Return each line of the data below that contains the string "instance".

DATASET below:

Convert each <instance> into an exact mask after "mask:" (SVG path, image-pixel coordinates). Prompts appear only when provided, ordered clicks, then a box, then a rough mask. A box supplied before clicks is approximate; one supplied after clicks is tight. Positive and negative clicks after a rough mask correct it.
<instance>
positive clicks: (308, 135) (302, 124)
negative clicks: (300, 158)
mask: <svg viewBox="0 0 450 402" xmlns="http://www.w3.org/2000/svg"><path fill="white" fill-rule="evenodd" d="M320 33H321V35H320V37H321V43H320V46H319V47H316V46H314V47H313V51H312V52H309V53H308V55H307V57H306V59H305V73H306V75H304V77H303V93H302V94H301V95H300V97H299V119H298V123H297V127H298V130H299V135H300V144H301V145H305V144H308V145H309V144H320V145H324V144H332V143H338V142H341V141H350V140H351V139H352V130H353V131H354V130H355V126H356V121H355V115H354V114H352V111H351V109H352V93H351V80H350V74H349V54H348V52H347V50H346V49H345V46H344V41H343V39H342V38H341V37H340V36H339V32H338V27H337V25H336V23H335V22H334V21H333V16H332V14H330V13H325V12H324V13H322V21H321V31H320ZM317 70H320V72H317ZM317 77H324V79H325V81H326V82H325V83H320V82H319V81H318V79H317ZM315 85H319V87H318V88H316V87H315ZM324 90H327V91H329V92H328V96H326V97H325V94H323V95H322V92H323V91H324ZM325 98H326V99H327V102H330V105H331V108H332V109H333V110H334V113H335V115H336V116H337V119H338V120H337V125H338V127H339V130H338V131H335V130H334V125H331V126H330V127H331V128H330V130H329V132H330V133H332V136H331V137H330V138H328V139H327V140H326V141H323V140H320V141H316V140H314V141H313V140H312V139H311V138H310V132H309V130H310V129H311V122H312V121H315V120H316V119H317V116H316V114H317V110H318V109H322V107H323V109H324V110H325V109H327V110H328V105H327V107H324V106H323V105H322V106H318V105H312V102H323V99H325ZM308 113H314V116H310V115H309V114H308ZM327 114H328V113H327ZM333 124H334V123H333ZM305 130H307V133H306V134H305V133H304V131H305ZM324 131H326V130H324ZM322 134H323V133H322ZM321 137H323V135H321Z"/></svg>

End of DATASET.

*FINAL ANSWER*:
Convert each <instance> into an exact mask after "mask:" (SVG path, image-pixel coordinates). Prompts appear only when provided, ordered clicks, then a box, then a rough mask. A box supplied before clicks is approximate; one supplied after clicks is tight. Positive and negative clicks after a rough mask correct it.
<instance>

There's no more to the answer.